Required action: Down to the last line, repeat the records exactly.

Records from a data source:
········
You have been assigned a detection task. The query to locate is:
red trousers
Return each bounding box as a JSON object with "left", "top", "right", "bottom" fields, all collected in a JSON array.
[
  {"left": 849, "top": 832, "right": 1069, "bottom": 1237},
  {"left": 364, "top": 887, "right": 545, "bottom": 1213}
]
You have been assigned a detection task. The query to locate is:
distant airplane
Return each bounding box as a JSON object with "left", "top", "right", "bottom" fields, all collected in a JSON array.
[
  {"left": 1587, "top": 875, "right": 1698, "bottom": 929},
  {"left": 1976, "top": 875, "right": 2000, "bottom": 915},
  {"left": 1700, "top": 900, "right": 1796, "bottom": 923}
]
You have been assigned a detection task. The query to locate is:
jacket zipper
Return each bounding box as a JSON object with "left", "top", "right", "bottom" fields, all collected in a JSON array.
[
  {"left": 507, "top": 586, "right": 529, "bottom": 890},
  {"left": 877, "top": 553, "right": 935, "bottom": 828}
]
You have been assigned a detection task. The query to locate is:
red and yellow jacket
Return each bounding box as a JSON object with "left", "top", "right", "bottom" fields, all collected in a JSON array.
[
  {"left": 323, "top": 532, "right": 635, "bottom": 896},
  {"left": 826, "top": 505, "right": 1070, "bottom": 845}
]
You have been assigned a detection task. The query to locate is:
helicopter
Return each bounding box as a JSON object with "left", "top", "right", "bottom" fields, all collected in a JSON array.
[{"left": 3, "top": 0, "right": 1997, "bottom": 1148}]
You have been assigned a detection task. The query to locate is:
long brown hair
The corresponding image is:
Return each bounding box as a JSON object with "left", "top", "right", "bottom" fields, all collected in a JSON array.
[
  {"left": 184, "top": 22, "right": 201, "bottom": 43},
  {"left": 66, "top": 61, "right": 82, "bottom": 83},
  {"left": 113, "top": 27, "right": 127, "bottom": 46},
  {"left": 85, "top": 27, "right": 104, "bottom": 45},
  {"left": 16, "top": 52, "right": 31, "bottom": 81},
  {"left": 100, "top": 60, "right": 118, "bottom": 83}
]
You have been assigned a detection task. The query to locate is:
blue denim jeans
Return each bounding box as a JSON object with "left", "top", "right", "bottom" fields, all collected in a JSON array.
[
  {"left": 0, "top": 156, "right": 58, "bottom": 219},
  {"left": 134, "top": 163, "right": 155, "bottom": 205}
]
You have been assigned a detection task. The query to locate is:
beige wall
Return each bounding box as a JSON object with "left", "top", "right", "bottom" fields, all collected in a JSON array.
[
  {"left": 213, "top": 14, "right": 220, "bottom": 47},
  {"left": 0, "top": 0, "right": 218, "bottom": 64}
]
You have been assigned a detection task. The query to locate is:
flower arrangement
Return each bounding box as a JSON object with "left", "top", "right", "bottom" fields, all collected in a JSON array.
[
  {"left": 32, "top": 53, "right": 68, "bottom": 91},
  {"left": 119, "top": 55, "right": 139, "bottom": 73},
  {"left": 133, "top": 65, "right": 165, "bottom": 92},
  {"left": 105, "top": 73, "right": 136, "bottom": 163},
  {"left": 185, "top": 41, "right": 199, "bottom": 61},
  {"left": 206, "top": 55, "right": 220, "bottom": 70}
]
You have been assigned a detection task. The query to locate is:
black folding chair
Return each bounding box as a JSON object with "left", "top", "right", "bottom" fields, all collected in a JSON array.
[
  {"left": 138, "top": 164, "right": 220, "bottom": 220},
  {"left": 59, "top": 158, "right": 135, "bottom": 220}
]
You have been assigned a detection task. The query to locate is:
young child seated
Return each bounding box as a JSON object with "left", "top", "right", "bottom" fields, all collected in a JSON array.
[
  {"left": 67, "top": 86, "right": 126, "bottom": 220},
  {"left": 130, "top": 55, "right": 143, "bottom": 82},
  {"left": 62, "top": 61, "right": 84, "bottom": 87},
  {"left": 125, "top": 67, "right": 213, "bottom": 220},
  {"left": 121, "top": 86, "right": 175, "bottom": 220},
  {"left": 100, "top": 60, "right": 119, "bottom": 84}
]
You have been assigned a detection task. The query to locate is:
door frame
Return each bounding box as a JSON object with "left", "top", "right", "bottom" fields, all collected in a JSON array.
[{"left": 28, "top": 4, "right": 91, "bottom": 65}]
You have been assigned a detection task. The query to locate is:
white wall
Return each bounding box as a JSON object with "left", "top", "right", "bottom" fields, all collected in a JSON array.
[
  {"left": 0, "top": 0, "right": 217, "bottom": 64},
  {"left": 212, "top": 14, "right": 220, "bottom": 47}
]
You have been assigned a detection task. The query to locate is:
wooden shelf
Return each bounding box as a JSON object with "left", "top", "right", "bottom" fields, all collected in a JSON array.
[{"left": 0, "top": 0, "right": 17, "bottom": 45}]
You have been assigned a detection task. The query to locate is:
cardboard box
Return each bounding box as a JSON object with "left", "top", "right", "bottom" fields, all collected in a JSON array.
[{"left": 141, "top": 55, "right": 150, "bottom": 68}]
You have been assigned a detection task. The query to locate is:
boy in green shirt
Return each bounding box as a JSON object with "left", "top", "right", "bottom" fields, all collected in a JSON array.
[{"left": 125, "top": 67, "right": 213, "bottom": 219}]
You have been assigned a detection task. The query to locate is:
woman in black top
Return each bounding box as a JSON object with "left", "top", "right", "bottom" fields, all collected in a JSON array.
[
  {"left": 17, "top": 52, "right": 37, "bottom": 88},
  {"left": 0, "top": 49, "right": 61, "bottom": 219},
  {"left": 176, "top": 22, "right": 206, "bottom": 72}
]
········
Answer for this exercise:
You have been assigned a detection task. The query to locate is:
red trousers
Return each bounding box as a JSON object with "left", "top", "right", "bottom" fields, all collected in a JSON array.
[
  {"left": 849, "top": 832, "right": 1069, "bottom": 1237},
  {"left": 364, "top": 887, "right": 545, "bottom": 1213}
]
You have been assigned a detection task. The query to locate is:
distant airplane
Return each bounding box as a JSON object with "left", "top", "right", "bottom" fields, all collected in a JSON array.
[
  {"left": 1587, "top": 875, "right": 1698, "bottom": 929},
  {"left": 1976, "top": 875, "right": 2000, "bottom": 915},
  {"left": 1700, "top": 900, "right": 1796, "bottom": 923}
]
You have been assigned a detection task. The query to locate is:
jacket zipper
Return each bounding box as a JSON object with "left", "top", "right", "bottom" fields, all collected in a JSON array.
[
  {"left": 507, "top": 586, "right": 529, "bottom": 890},
  {"left": 877, "top": 553, "right": 935, "bottom": 828}
]
You have been assigned a detection task. The query to locate is:
red and yellow jacket
Return each bounding box as a JSON object with "left", "top", "right", "bottom" fields, all collected in a JSON array.
[
  {"left": 323, "top": 532, "right": 635, "bottom": 896},
  {"left": 826, "top": 505, "right": 1070, "bottom": 845}
]
You have been assigned a detection task. The query to locate is:
helicopter
Return each bounding box as a JSON object with "left", "top", "right", "bottom" fields, all collected in a JSON array.
[{"left": 3, "top": 0, "right": 1997, "bottom": 1148}]
You have been assigned a detection task. The query to locate is:
long brown hair
The corresponding image is:
Return each bounding box as a JSON object with "left", "top", "right", "bottom" fields, all collected in a JSON array.
[
  {"left": 184, "top": 22, "right": 201, "bottom": 43},
  {"left": 66, "top": 61, "right": 82, "bottom": 83},
  {"left": 113, "top": 27, "right": 127, "bottom": 46},
  {"left": 85, "top": 27, "right": 104, "bottom": 45},
  {"left": 16, "top": 52, "right": 31, "bottom": 81},
  {"left": 100, "top": 60, "right": 118, "bottom": 83}
]
You have been assigned a detection task. The query to locate is:
blue denim jeans
Return each bounding box as a JSON object with "left", "top", "right", "bottom" fields, all collected in a JSON array.
[
  {"left": 0, "top": 156, "right": 58, "bottom": 219},
  {"left": 134, "top": 163, "right": 155, "bottom": 205}
]
You have been assigned a detection task. The query to locate is:
beige wall
Return each bounding box as a JSON object with "left", "top", "right", "bottom" fields, all collected in a JSON array.
[
  {"left": 213, "top": 14, "right": 220, "bottom": 47},
  {"left": 0, "top": 0, "right": 218, "bottom": 64}
]
You have been assigned a detection task. The query to locate is:
flower arrangement
Return each bounding box as a JSON object with "left", "top", "right", "bottom" fields, all collected in a JSON array.
[
  {"left": 32, "top": 53, "right": 68, "bottom": 91},
  {"left": 119, "top": 55, "right": 139, "bottom": 73},
  {"left": 133, "top": 65, "right": 165, "bottom": 92},
  {"left": 105, "top": 73, "right": 136, "bottom": 163},
  {"left": 185, "top": 41, "right": 199, "bottom": 61},
  {"left": 206, "top": 55, "right": 220, "bottom": 70}
]
You have been assigned a detection task. The query to locate is:
black folding chair
Return each bounding box as a JSON object with "left", "top", "right", "bottom" fields, all collected in a JSON array.
[
  {"left": 138, "top": 164, "right": 220, "bottom": 220},
  {"left": 59, "top": 158, "right": 135, "bottom": 220}
]
You have been assigned a detection task. The query to locate is:
young child seated
Return each bounding box as a JSON object with "left", "top", "right", "bottom" fields, all collected in a JSON array.
[
  {"left": 67, "top": 86, "right": 126, "bottom": 220},
  {"left": 130, "top": 55, "right": 143, "bottom": 82},
  {"left": 62, "top": 61, "right": 84, "bottom": 87},
  {"left": 125, "top": 67, "right": 213, "bottom": 220},
  {"left": 121, "top": 86, "right": 175, "bottom": 220},
  {"left": 100, "top": 60, "right": 119, "bottom": 84}
]
You have been assigned a detection task. The query to locate is:
door frame
Return each bounding box as a JSON object with "left", "top", "right", "bottom" fields, all collected in a JSON array.
[{"left": 28, "top": 4, "right": 91, "bottom": 65}]
You have been assigned a detection task. The query to locate is:
white wall
Return each bounding box as a JSON object with "left", "top", "right", "bottom" fields, all collected in a JSON array.
[
  {"left": 0, "top": 0, "right": 217, "bottom": 64},
  {"left": 212, "top": 14, "right": 220, "bottom": 47}
]
You have been assigned a detection task. The query to locate is:
wooden shelf
Return each bounding box as a JSON object with "left", "top", "right", "bottom" fields, all collected in a JSON array.
[{"left": 0, "top": 0, "right": 17, "bottom": 45}]
You have been assigned a detection task. The query to locate is:
cardboard box
Return each bounding box as a JSON object with "left", "top", "right", "bottom" fields, all collected in a JSON array.
[{"left": 141, "top": 55, "right": 150, "bottom": 68}]
You have been assigned a detection task. The query to locate is:
boy in green shirt
Return each bounding box as a JSON object with "left", "top", "right", "bottom" fields, all collected in a JSON array.
[{"left": 125, "top": 67, "right": 213, "bottom": 219}]
You have been assigned a detection task. The query to locate is:
woman in black top
Return each bounding box as a JSON object with "left", "top", "right", "bottom" fields, all collected in a JSON array.
[
  {"left": 17, "top": 52, "right": 37, "bottom": 88},
  {"left": 0, "top": 49, "right": 61, "bottom": 219},
  {"left": 176, "top": 22, "right": 206, "bottom": 72}
]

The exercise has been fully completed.